[Dataset excerpts on object pointing]
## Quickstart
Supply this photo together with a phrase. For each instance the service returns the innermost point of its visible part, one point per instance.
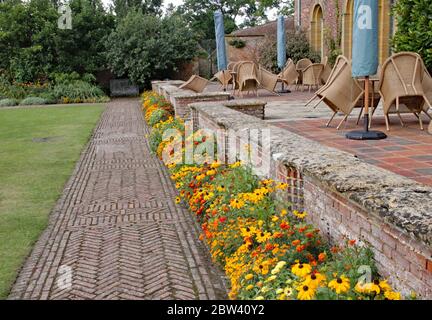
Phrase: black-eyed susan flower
(340, 284)
(301, 269)
(314, 279)
(305, 292)
(390, 295)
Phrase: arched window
(317, 30)
(347, 29)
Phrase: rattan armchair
(401, 86)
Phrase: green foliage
(32, 46)
(77, 91)
(148, 47)
(414, 28)
(31, 101)
(121, 7)
(8, 102)
(158, 116)
(238, 43)
(298, 47)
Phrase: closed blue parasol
(365, 38)
(365, 58)
(281, 42)
(220, 41)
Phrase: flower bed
(266, 250)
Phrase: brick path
(117, 227)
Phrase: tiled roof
(268, 28)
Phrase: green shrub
(31, 101)
(158, 116)
(8, 102)
(297, 46)
(77, 91)
(414, 28)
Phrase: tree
(122, 7)
(81, 49)
(414, 28)
(145, 47)
(32, 46)
(27, 47)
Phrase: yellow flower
(314, 280)
(211, 172)
(390, 295)
(281, 186)
(249, 276)
(299, 215)
(236, 164)
(301, 269)
(215, 165)
(288, 291)
(220, 188)
(271, 278)
(305, 292)
(384, 285)
(340, 285)
(263, 237)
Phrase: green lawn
(33, 172)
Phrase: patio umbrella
(281, 47)
(365, 57)
(220, 41)
(281, 42)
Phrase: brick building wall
(309, 12)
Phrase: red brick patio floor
(407, 151)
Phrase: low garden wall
(344, 196)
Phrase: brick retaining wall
(391, 213)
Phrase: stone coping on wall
(398, 201)
(252, 107)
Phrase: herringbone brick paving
(117, 233)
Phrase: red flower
(269, 247)
(284, 225)
(296, 242)
(300, 248)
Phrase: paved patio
(407, 150)
(117, 232)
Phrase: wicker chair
(312, 75)
(401, 85)
(267, 80)
(326, 70)
(247, 79)
(224, 77)
(195, 83)
(341, 93)
(289, 74)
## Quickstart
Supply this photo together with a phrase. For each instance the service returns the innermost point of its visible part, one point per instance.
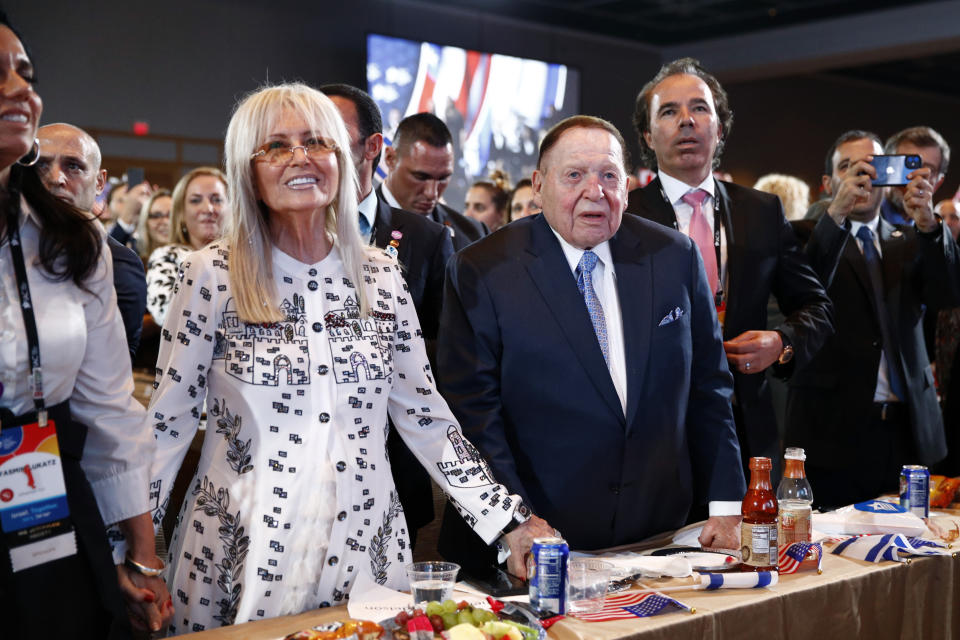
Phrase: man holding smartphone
(865, 404)
(934, 154)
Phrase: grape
(450, 620)
(482, 615)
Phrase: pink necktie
(701, 234)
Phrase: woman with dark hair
(68, 419)
(198, 209)
(487, 200)
(521, 200)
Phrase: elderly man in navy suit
(579, 349)
(69, 166)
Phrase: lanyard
(29, 321)
(718, 300)
(718, 294)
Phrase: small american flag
(790, 556)
(628, 605)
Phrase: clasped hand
(520, 541)
(753, 351)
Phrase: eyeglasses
(279, 153)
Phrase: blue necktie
(872, 257)
(585, 284)
(364, 226)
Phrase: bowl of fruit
(449, 620)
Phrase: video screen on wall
(497, 107)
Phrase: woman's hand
(148, 602)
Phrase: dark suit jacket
(463, 230)
(131, 286)
(423, 251)
(126, 239)
(763, 257)
(522, 370)
(829, 407)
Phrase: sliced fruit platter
(449, 620)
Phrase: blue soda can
(547, 574)
(915, 489)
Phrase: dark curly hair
(683, 66)
(70, 242)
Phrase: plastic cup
(587, 582)
(432, 581)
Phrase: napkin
(629, 563)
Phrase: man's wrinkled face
(420, 175)
(948, 211)
(69, 165)
(582, 186)
(931, 159)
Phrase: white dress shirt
(883, 392)
(605, 286)
(389, 197)
(675, 190)
(368, 209)
(81, 343)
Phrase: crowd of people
(567, 356)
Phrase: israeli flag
(891, 547)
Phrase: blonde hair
(794, 193)
(146, 245)
(249, 243)
(178, 230)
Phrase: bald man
(69, 166)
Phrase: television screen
(497, 107)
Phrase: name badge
(34, 515)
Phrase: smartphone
(496, 582)
(893, 170)
(134, 176)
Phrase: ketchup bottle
(758, 531)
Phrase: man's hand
(149, 606)
(854, 190)
(520, 540)
(918, 200)
(721, 532)
(753, 351)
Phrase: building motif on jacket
(266, 354)
(360, 347)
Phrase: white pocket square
(676, 314)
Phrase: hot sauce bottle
(758, 531)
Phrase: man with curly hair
(749, 250)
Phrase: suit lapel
(550, 271)
(727, 214)
(655, 205)
(382, 224)
(853, 255)
(635, 291)
(892, 246)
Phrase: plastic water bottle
(795, 498)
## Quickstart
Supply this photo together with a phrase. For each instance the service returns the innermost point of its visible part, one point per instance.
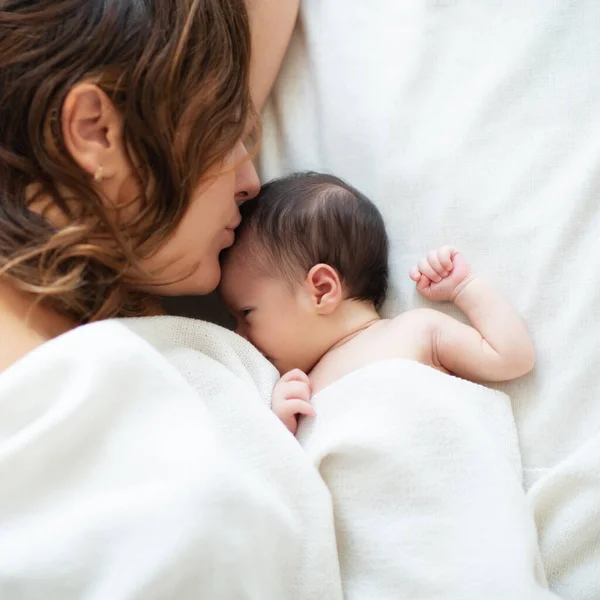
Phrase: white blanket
(424, 470)
(121, 481)
(425, 475)
(477, 123)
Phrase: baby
(308, 273)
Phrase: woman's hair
(177, 71)
(309, 218)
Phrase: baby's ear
(325, 289)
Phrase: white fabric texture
(425, 475)
(119, 480)
(478, 124)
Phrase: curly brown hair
(178, 73)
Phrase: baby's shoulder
(417, 319)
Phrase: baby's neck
(354, 318)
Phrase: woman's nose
(240, 331)
(247, 184)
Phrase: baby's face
(273, 317)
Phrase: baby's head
(310, 249)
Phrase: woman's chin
(203, 280)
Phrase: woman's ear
(325, 289)
(93, 134)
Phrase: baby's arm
(291, 397)
(497, 345)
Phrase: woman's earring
(99, 174)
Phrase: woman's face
(189, 261)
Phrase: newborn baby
(308, 273)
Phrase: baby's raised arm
(497, 345)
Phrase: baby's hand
(442, 274)
(291, 397)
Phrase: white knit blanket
(425, 474)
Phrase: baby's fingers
(296, 375)
(427, 270)
(296, 407)
(445, 254)
(423, 284)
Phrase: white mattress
(474, 123)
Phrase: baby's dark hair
(310, 218)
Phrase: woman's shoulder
(101, 346)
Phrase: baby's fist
(291, 397)
(442, 274)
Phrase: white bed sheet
(477, 123)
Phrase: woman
(121, 172)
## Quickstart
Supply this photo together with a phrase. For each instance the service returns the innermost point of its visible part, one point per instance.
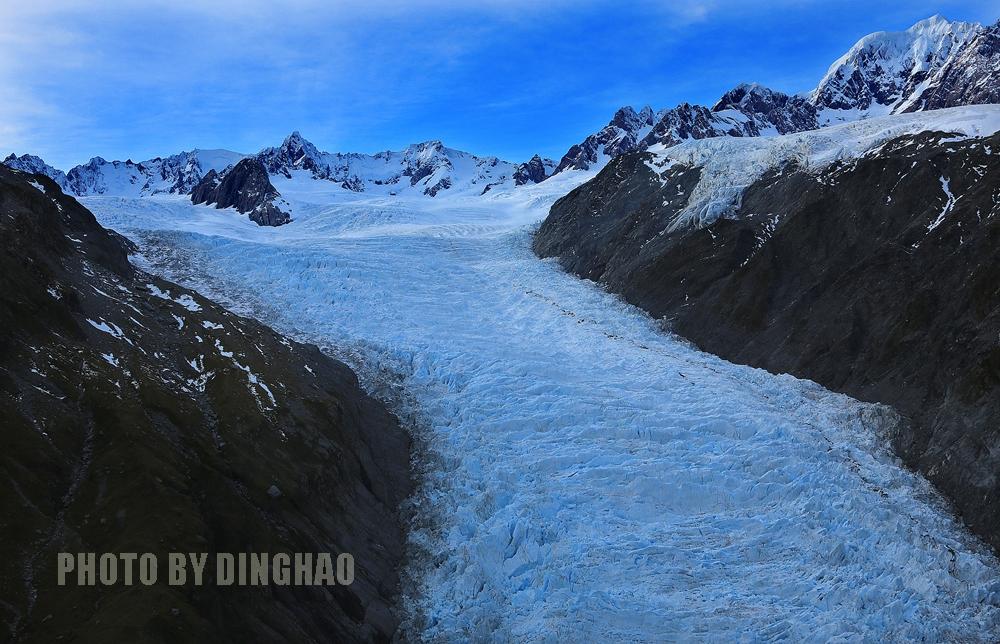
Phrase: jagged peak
(746, 93)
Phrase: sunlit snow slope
(588, 476)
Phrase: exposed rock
(969, 78)
(245, 187)
(35, 165)
(878, 277)
(935, 63)
(534, 170)
(140, 417)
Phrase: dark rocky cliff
(139, 417)
(866, 277)
(246, 187)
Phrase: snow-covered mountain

What you have to do =
Word for word, please, restate the lines of the listing from the one holding "Phrase: baby's arm" down to the last line, leaving out any pictures.

Task response =
Phrase: baby's arm
(291, 397)
(497, 345)
Phrase: woman's earring
(99, 174)
Phrase: woman's face
(189, 261)
Phrase: newborn baby
(308, 273)
Phrase: baby's raised arm
(497, 345)
Phrase: baby's hand
(442, 274)
(291, 397)
Phrase: white knit blanket
(425, 474)
Phrase: baby's fingers
(296, 375)
(427, 270)
(296, 407)
(445, 254)
(423, 284)
Phrase: white mattress
(474, 123)
Phrase: baby's dark hair
(310, 218)
Phrase: woman's shoulder
(101, 346)
Phrase: baby's fist
(291, 397)
(442, 274)
Phrase: white bed sheet
(477, 123)
Phrase: woman
(121, 172)
## Quickstart
Supply this photo together with a phrase. For each instance the service returns the innermost point of its visible part, one point per instance.
Phrase: jagged peak
(746, 93)
Phrase: sunlit snow slope
(588, 476)
Phrase: exposed rock
(969, 78)
(245, 187)
(35, 165)
(878, 277)
(935, 63)
(534, 170)
(140, 417)
Phrase: dark rocky cliff
(139, 417)
(866, 277)
(246, 187)
Phrase: snow-covered mountain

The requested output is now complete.